::: SOURCE DOCUMENT
Re: slow queries on large syslog table - Mailing list pgsql-general

From colm ennis
Subject Re: slow queries on large syslog table
Date
Msg-id DKEIIKIBPBFHLPDHMIMGEEACCIAA.colm.ennis@eircom.net
Whole thread Raw
In response to Re: slow queries on large syslog table  (wsheldah@lexmark.com)
Responses Re: slow queries on large syslog table
List pgsql-general
hi wes,

unfortunately the searches people do can be on any combination of date,
hostid, and ciscomsgid. there are about 80 of each of these.

also as people are usually using this when a problem is detected with a
device, they will want to see the most recent message with regard to this
so im not sure if caching in a secondary table would be practicable.

i have thought about perhaps having a table for each host, and creating
this automatically in the trigger for new hosts. this would take a while
to develop though and the delays involved in creating a new table from
an insert trigger scare me, i fear that we might be dropping syslogs while
msyslog is waiting for this to complete.

i would imagine that the queries might be speeded up by using some other
indexes, well i hope!
::::::
TASKS TO CARRY OUT >>
a. Which fields does the mailing list reply about the syslog table say people's searches can combine?
b. Summarize the mailing list reply about the syslog table in two sentences.
The records play no part in this work.
::: DATASET ENTRIES
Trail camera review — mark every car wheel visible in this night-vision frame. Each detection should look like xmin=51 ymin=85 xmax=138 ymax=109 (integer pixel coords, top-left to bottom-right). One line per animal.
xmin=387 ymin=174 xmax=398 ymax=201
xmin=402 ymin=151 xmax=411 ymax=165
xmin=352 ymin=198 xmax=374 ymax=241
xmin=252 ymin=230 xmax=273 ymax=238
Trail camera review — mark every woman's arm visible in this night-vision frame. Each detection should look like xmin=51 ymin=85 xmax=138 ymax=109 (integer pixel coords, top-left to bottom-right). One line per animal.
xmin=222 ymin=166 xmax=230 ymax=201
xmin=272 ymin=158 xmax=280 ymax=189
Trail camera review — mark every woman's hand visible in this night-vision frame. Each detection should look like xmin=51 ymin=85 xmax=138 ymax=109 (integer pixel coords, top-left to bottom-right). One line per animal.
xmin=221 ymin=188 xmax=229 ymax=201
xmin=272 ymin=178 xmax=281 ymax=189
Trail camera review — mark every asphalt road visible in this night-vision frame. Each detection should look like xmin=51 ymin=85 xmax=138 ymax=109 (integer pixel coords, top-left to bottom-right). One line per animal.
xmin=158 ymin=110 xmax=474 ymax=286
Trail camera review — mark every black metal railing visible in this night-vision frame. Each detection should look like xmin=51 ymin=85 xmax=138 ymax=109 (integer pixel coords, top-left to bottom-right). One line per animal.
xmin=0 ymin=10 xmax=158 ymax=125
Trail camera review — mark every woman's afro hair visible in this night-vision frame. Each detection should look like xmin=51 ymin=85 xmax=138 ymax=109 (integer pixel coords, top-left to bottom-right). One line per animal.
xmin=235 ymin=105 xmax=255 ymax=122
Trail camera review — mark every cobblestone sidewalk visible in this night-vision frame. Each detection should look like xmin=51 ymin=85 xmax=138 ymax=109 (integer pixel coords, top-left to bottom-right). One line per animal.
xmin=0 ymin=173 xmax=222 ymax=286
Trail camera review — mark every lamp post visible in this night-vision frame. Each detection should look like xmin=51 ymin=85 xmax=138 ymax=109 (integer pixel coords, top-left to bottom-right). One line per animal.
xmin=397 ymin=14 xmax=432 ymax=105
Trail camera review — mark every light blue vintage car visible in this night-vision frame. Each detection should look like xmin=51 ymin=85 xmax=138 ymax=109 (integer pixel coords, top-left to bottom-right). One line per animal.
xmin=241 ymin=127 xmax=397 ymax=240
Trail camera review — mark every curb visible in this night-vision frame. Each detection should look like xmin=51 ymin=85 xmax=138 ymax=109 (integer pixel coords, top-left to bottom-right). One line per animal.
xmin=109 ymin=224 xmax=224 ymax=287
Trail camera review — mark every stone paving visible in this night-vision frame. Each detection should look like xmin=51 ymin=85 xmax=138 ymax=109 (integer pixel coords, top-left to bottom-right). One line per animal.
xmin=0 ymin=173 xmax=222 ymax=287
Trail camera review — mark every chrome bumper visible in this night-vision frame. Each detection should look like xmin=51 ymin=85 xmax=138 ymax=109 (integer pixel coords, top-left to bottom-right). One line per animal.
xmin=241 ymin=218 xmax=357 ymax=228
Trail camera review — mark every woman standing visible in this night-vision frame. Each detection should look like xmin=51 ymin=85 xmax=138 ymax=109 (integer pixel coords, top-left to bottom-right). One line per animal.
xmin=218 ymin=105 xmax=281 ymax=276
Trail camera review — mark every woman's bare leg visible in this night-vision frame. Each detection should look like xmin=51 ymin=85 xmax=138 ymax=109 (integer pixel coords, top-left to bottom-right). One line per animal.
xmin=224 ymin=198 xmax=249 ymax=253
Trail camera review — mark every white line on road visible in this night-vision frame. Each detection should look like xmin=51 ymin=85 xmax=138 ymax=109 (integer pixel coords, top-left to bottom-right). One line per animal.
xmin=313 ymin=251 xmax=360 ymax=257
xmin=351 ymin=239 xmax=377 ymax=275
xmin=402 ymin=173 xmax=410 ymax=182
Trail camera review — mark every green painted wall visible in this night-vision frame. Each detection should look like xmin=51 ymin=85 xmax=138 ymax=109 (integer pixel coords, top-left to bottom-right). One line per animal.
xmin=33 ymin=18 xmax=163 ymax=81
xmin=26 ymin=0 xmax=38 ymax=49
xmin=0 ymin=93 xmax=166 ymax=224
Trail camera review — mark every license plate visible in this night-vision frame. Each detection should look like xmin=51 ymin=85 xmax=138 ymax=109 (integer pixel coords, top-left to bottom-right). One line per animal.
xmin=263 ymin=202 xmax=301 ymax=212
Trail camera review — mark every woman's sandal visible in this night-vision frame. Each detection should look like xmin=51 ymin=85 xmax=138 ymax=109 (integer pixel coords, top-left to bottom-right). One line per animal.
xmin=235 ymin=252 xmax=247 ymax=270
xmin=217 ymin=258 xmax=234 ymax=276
::::::
ANSWERS TO THE EXERCISES >>
a.
date
hostid
ciscomsgid

b. Searches can combine date, hostid, and ciscomsgid, each with about 80 values, and because users checking a problem device want its most recent message, the writer doubts that caching in a secondary table is practicable. The writer has considered creating a table for each new host from a trigger but fears the development time and the risk of dropping syslogs while msyslog waits, and hopes other indexes might speed up the queries.